Texte proposé
Lucie Aubrac est l’une des figures les plus emblématiques et les plus romanesques de la Résistance. Celle dont le nom incarne le combat juste, pour la liberté et l’honneur, la paix et les droits de l’homme, est souvent citée dans la liste des candidates proposées à une "panthéonisation".

Corps 1

Le nom de Lucie Aubrac est indissociable de l’histoire de la Résistance française. Compte tenu du courage et de l’efficacité dont cette femme a fait preuve entre 1940 et 1944, il n’est pas anormal qu’il en soit ainsi. Sa vie vaut pourtant d’être considérée dans son ensemble pour mieux cerner sa personnalité et comprendre son action sous l’Occupation.

Enfance chahutée

Fille de paysans pauvres originaires du Mâconnais, Lucie Bernard naît à Paris le 29 juin 1912. Ses parents, montés à la capitale pour s’arracher à leur dure condition de journaliers, y louent un bistrot. Le père ayant contracté la typhoïde, il leur faut abandonner ce commerce prometteur. Ils travaillent dans une blanchisserie à Dugny, près du Bourget, avant de s’installer dans l’Eure où ils louent leurs services comme jardinier et laitière. Mobilisé comme soldat de 2e classe dans l’infanterie en août 1914, Louis Bernard est gravement blessé le 10 octobre 1915 au Hartmannswillerkopf. En 1918, le couple retourne en Saône-et-Loire. Louis Bernard cultive des légumes que sa femme vend au marché de Blanzy. Lucie, qui a alors 6 ans, mène une vie plus sereine au sortir d’une petite enfance chahutée. En juillet 1925, elle obtient le certificat d’études primaires. Ses parents se dévouent corps et âme pour que leurs deux filles - pupilles de la Nation en raison des séquelles de guerre de leur père - fassent des études. En 1927, Lucie entre au cours complémentaire de filles de Montceau-les-Mines. Elle y réussit suffisamment bien pour viser l’exigeant concours de l'École normale d’institutrices du boulevard des Batignolles, à Paris. Pour mettre toutes les chances de son côté, ses parents déménagent à Vitry-sur-Seine et travaillent en usine. En 1931, à sa troisième tentative, Lucie est admise.

Un avenir prometteur...

Données fournies
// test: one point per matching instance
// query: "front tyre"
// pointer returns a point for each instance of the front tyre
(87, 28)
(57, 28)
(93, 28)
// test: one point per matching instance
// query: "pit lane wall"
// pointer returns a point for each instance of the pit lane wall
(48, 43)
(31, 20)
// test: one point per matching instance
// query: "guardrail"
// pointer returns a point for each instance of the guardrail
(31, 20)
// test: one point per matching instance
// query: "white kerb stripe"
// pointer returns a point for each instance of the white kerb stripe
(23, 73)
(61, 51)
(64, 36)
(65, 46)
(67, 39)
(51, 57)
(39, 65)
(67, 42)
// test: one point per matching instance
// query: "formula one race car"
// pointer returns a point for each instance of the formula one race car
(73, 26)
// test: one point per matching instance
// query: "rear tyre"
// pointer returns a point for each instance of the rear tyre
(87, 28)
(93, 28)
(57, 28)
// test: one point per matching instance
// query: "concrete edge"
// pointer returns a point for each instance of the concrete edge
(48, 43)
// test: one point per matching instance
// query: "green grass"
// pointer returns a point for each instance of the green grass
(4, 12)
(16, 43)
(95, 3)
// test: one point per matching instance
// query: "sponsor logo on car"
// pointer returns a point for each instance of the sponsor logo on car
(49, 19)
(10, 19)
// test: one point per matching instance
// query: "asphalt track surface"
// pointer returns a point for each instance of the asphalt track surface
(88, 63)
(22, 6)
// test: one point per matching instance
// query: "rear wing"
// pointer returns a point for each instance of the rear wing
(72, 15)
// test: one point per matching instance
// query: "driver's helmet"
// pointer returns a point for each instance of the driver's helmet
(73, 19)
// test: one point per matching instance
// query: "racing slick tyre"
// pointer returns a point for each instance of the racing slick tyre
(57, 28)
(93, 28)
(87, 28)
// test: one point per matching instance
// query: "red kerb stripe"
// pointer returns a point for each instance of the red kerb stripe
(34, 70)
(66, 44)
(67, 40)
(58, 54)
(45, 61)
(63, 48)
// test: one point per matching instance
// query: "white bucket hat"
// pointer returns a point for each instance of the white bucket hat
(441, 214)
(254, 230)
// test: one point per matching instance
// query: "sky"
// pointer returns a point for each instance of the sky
...
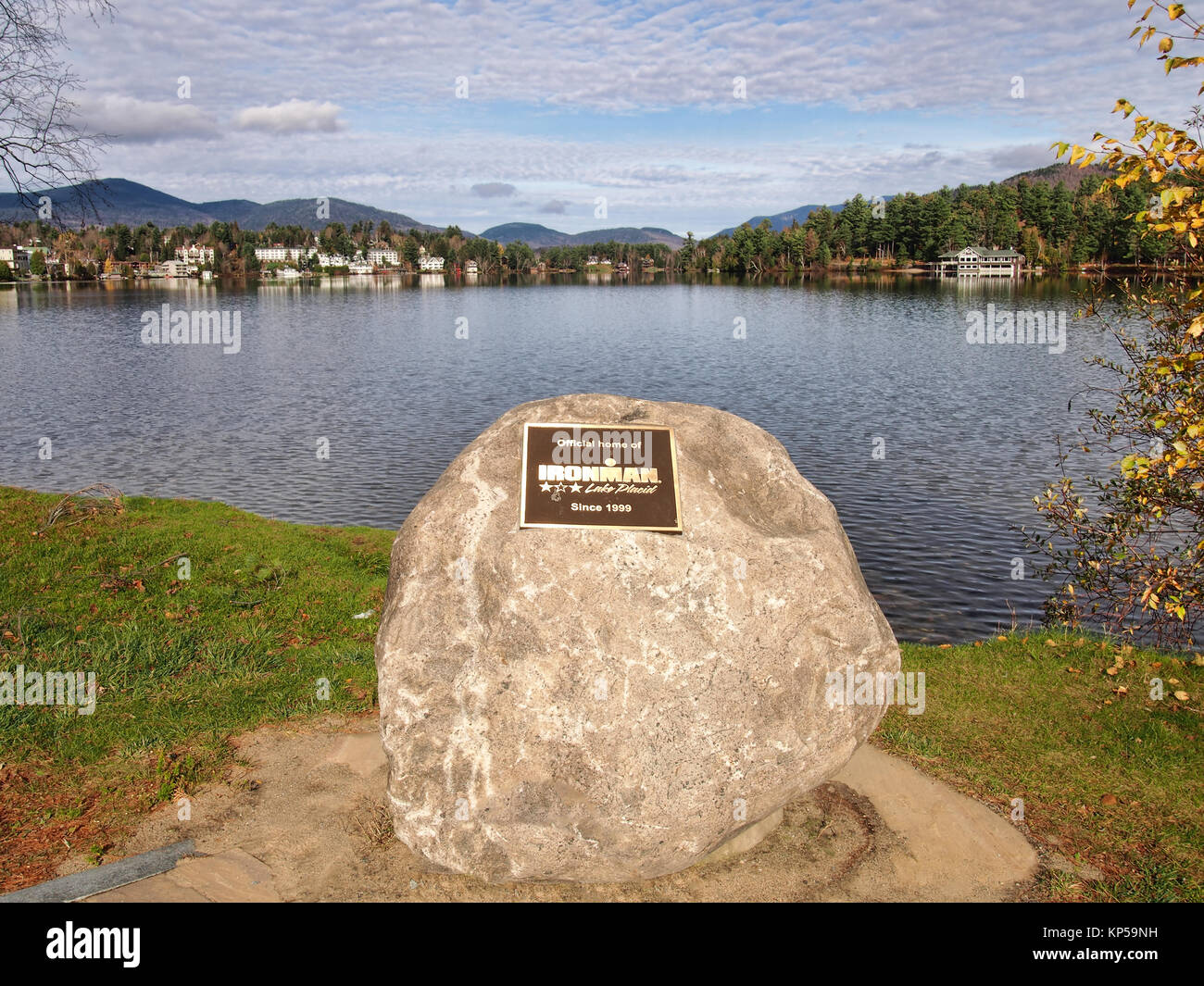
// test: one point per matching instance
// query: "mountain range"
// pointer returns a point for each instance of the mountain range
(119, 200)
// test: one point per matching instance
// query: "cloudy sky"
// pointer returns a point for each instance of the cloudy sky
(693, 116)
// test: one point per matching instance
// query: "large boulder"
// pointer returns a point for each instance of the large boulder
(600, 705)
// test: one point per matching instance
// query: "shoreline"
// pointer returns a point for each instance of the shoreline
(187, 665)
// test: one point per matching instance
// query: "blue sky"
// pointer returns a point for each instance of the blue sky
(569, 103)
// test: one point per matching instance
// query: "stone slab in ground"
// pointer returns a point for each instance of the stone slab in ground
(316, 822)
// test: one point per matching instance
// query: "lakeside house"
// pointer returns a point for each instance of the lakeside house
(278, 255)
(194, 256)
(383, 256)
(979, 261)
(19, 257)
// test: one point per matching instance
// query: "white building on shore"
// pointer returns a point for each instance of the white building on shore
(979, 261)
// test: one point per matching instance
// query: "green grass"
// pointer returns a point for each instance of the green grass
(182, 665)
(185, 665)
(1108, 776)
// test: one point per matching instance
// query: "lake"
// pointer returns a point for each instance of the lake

Énoncé
Extrayez du texte sur Lucie Aubrac le passage qui va de « Le nom de Lucie » à « action sous l’Occupation. », ces deux bornes comprises.

Corrigé
Le nom de Lucie Aubrac est indissociable de l’histoire de la Résistance française. Compte tenu du courage et de l’efficacité dont cette femme a fait preuve entre 1940 et 1944, il n’est pas anormal qu’il en soit ainsi. Sa vie vaut pourtant d’être considérée dans son ensemble pour mieux cerner sa personnalité et comprendre son action sous l’Occupation.